Amy Kleinhans-Curd (born 1968) is a South African beauty queen who was Miss South Africa 1992, the first non-white winner in the history of South Africa. She placed Top 5 to Miss World as Miss World Africa on 12 December 1992.

Miss South Africa
As a 23-year-old Cape Coloured woman, she competed for the first time in 1991 and placed second. She competed the following year and defeated 11 other contestants for the title of Miss South Africa 1992, the first time ever a non-white woman was crowned in the history of Miss South Africa.

Her first runner-up was also non-white, black woman Augustine Masilela of Soweto, who would be a Top 10 semifinalist at Miss Universe 1995.

Kleinhans would crown her successor a year later, Palesa Jacqui Mofokeng, who would be the first black Miss South Africa ever and second non-white to capture the crown.

In 2014, she was guest judge in the final Miss South Africa 2014 beauty pageant, venue in the Sun City Superbowl, Rustenburg, South Africa. Transmitted by television network DStv.

Miss World 1992
As the official representative of her country to the 1992 Miss World pageant held in Sun City, South Africa on 12 December, she became Miss World Africa and 4th runner-up to eventual winner Julia Kourotchkina of Russia.

§ Dataset excerpts
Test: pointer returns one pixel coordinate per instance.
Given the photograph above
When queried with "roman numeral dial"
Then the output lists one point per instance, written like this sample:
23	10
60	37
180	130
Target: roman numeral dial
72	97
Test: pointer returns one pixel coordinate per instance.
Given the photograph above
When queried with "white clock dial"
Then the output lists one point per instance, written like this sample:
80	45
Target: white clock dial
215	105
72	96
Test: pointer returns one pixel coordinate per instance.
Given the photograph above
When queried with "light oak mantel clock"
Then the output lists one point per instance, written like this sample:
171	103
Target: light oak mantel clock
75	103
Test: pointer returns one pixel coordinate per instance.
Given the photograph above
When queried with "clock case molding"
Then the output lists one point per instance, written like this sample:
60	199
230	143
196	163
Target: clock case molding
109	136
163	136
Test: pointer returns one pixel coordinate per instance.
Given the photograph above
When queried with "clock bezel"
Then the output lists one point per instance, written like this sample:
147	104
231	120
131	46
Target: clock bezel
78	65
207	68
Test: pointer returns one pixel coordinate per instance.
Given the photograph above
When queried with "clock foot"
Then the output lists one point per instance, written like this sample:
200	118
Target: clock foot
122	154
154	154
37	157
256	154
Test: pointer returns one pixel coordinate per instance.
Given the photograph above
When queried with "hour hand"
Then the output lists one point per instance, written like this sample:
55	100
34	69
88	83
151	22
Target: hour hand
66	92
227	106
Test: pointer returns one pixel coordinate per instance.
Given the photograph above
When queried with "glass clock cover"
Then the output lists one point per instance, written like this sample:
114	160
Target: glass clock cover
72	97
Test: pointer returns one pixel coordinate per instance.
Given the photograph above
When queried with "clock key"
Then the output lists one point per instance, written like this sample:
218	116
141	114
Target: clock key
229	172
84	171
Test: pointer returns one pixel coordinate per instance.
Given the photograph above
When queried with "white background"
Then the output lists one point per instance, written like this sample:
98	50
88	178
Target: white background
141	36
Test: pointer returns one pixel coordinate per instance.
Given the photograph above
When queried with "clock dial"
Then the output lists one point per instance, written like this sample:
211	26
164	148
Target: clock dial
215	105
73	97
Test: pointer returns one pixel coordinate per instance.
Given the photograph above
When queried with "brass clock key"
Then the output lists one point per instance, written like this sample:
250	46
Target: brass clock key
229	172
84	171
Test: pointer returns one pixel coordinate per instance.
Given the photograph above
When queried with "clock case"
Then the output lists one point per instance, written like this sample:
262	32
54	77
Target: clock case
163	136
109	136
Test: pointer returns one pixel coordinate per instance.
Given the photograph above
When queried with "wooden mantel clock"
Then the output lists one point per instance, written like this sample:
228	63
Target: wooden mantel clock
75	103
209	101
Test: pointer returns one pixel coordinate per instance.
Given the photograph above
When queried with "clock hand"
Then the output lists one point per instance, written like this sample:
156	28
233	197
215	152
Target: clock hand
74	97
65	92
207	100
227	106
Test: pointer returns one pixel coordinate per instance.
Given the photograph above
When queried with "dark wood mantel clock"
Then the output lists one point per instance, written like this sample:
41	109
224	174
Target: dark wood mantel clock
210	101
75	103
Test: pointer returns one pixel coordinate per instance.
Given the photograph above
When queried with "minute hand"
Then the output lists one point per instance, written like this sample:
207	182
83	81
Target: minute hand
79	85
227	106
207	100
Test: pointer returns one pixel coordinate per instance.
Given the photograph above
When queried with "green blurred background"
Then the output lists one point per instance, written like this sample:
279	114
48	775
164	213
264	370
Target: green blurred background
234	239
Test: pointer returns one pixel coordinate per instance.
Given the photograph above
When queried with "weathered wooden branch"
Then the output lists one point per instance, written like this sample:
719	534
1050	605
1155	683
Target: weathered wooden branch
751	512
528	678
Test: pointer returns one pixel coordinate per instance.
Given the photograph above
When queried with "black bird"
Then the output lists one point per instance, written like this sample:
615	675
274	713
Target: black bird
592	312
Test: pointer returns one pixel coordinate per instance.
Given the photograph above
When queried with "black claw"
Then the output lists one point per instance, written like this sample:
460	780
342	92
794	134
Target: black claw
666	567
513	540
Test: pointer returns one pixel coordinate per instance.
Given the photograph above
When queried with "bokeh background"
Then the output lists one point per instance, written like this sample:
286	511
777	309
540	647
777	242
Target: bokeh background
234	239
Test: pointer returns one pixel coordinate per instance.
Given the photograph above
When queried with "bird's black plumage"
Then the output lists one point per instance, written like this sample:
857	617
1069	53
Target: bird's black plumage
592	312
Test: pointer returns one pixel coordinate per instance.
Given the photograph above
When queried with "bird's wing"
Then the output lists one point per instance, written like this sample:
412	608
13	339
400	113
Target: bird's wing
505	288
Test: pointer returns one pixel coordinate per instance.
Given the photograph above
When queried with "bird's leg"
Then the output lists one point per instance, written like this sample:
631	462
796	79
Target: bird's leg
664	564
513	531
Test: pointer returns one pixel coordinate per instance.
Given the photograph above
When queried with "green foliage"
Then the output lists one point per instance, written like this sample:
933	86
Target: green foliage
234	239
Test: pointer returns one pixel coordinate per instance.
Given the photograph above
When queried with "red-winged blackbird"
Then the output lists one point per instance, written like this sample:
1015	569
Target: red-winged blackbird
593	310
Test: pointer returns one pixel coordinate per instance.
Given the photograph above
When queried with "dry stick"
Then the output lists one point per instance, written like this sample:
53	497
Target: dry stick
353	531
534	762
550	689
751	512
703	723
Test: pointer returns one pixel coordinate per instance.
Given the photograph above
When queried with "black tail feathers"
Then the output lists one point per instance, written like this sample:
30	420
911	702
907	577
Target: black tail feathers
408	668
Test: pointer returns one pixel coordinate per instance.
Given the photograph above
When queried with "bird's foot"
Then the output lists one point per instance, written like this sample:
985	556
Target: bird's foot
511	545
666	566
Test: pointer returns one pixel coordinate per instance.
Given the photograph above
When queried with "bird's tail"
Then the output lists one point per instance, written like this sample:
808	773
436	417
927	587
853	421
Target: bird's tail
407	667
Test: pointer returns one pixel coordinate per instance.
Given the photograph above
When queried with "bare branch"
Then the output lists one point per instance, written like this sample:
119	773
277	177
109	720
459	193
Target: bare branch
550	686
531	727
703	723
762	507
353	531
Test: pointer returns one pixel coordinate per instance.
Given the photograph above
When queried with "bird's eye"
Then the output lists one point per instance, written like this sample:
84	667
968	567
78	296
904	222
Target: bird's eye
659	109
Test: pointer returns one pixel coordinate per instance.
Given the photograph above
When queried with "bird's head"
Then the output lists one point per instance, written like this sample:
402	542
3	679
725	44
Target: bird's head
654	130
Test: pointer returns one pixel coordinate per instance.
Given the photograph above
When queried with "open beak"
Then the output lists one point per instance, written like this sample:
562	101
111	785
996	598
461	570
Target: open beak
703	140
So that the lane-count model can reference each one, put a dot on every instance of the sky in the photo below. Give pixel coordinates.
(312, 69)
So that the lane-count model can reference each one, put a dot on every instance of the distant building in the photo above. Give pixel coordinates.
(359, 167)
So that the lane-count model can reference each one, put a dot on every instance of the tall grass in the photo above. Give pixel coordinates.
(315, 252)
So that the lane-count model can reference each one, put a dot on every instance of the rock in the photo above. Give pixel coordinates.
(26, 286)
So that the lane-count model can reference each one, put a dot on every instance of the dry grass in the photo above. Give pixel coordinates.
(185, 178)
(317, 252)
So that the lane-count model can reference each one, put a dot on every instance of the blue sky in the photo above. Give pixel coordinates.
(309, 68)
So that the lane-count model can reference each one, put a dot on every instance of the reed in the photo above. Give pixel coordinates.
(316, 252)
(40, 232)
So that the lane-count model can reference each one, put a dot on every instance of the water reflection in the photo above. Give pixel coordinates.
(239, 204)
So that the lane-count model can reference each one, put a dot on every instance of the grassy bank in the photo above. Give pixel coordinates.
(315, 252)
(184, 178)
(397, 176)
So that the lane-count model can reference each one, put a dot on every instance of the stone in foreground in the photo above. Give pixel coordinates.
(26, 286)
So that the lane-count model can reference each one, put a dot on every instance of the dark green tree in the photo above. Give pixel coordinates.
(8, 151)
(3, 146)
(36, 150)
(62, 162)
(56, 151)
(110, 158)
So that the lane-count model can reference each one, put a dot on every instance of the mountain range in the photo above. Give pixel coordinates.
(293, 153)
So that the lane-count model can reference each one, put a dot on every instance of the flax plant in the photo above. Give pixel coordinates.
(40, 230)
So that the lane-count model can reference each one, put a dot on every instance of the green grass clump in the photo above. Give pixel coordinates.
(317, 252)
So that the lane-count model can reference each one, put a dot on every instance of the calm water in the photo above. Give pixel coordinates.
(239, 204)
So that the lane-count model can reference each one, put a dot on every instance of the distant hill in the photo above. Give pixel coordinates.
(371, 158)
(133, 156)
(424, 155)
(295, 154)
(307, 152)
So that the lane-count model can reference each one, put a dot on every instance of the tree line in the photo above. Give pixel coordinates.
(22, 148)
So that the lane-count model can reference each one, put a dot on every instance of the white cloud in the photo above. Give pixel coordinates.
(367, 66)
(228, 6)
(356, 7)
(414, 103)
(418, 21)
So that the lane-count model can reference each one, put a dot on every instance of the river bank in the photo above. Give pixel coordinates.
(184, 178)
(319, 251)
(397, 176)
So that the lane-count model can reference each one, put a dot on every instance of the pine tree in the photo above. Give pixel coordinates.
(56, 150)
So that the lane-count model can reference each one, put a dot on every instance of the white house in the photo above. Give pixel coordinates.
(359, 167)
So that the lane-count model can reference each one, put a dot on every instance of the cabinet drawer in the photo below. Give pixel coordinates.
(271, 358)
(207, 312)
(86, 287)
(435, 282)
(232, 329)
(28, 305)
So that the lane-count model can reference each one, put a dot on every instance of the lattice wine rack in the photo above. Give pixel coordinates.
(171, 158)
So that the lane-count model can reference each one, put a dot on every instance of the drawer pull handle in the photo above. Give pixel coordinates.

§ Tasks
1. Using the text on Amy Kleinhans-Curd, answer these:
(a) Where did she place when she first competed in 1991?
(b) How many other contestants did she defeat for the Miss South Africa 1992 title?
(c) Who won the 1992 Miss World pageant?
2. How many lines of the records contain the word "minute"? Reply with the number only.

§ Exercise responses
1.
(a) Second.
(b) 11.
(c) Julia Kourotchkina of Russia.

2. 2